## Referring expression data
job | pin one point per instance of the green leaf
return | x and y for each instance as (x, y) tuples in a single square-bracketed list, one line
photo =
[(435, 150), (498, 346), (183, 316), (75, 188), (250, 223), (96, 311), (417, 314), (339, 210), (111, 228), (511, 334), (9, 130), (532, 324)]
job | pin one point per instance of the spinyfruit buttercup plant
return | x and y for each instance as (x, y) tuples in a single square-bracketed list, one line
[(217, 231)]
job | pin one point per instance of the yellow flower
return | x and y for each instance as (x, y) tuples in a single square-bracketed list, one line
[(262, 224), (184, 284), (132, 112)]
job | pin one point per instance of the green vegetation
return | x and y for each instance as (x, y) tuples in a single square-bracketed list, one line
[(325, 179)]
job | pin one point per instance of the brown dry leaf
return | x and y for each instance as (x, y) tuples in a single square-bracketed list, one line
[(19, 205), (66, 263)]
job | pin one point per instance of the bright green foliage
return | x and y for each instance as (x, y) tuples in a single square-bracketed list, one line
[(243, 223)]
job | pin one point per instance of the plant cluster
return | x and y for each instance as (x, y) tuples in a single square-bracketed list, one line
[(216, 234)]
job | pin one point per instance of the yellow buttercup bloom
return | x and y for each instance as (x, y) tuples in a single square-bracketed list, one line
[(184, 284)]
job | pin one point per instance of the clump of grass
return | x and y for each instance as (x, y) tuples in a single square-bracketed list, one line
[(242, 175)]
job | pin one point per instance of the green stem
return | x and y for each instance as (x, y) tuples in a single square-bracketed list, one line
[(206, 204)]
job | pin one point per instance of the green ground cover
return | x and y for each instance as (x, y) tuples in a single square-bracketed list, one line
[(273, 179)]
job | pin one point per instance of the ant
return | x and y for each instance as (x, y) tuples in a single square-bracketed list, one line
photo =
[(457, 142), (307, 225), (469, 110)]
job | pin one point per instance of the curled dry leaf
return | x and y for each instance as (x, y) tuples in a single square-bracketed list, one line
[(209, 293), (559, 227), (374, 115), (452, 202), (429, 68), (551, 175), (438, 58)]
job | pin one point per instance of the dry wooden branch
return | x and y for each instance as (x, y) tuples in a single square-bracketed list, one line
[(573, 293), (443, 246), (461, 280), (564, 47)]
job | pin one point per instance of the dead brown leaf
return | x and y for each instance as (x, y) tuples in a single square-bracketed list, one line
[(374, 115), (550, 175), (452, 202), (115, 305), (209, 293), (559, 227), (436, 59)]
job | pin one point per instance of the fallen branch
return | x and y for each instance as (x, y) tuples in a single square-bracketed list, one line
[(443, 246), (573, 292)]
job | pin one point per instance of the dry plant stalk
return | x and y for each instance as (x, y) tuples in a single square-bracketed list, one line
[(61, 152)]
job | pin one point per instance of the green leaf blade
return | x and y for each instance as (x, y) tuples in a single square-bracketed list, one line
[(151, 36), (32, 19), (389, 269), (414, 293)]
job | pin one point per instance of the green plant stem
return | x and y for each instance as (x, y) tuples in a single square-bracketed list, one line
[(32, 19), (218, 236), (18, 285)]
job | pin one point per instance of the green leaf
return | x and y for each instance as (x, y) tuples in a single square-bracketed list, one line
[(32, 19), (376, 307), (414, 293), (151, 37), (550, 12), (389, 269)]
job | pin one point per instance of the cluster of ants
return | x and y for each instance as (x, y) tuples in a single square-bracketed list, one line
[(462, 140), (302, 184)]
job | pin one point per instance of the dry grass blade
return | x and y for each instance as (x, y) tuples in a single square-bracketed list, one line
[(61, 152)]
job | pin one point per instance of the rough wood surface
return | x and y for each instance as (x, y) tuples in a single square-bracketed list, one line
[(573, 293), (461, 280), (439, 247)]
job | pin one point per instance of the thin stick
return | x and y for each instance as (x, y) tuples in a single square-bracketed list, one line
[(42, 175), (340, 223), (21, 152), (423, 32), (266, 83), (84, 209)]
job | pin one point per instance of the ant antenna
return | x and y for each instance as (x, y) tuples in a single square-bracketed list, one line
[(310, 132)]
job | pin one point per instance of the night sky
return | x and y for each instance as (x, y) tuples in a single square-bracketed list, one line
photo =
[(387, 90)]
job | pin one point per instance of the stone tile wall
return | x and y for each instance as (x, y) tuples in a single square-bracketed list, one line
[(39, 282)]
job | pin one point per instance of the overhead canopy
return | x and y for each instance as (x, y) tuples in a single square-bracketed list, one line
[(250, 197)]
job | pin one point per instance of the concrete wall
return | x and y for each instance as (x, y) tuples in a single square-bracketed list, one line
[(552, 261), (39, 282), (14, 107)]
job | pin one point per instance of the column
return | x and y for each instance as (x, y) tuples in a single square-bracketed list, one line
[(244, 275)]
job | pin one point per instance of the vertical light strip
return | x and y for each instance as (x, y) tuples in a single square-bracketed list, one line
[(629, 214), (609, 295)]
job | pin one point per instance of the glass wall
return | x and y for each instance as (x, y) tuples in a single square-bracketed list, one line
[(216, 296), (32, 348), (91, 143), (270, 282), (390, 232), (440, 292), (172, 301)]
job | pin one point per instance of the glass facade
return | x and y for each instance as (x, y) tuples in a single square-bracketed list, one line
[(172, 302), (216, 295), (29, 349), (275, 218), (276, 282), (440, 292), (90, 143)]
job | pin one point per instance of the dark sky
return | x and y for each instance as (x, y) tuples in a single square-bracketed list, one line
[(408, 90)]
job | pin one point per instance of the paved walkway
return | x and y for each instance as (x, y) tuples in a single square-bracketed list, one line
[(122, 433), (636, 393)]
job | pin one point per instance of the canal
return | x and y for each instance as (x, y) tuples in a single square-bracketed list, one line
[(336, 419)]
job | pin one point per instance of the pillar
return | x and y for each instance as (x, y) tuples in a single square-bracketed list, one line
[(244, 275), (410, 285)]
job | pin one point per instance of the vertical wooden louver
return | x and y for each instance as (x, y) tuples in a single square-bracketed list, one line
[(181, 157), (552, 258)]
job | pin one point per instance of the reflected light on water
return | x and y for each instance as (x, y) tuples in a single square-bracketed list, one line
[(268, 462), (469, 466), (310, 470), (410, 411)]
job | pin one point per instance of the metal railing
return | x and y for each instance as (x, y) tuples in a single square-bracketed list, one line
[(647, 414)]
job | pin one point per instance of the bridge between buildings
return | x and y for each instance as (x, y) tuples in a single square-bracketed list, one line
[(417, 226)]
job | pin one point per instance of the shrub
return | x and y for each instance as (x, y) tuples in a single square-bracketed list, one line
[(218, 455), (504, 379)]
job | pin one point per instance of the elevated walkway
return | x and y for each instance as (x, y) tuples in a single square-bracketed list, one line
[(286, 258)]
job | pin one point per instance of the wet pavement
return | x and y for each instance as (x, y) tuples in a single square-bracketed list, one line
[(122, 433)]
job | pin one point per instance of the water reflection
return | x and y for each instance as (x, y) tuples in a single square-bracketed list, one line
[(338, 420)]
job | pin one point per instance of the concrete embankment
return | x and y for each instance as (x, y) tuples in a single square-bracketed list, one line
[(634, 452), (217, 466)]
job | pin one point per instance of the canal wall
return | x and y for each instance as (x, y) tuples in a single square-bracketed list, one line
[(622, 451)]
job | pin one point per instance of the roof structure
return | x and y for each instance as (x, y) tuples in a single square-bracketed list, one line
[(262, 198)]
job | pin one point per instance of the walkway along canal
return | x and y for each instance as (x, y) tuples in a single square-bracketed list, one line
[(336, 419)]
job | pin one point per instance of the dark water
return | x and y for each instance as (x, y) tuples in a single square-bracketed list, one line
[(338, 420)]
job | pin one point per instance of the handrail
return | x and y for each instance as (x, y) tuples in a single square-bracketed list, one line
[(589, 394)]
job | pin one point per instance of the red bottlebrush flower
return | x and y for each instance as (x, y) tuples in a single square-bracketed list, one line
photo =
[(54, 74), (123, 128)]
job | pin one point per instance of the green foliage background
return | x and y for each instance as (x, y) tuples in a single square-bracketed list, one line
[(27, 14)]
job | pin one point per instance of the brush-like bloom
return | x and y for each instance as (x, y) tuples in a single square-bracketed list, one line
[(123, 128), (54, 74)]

## Task to carry out
The required output is a copy of each line in the records where the string "light" occurs.

## Worked solution
job | pin one point per instance of the vertical light strip
job | pin one point per instance of the reflected light on water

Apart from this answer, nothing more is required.